Data section: Begin
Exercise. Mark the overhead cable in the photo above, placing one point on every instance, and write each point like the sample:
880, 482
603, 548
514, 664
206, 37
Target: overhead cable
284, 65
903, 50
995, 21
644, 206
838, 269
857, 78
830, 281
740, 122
Data section: End
§ **Exercise**
Each record above, in full: retype it verbatim.

§ **Solution below**
Exercise. Mark the overhead cable in the photo above, placing one point on every instance, and write each point like the sample:
880, 482
603, 548
514, 664
206, 37
Target: overhead cable
284, 65
903, 50
995, 21
644, 206
838, 269
857, 78
830, 281
740, 122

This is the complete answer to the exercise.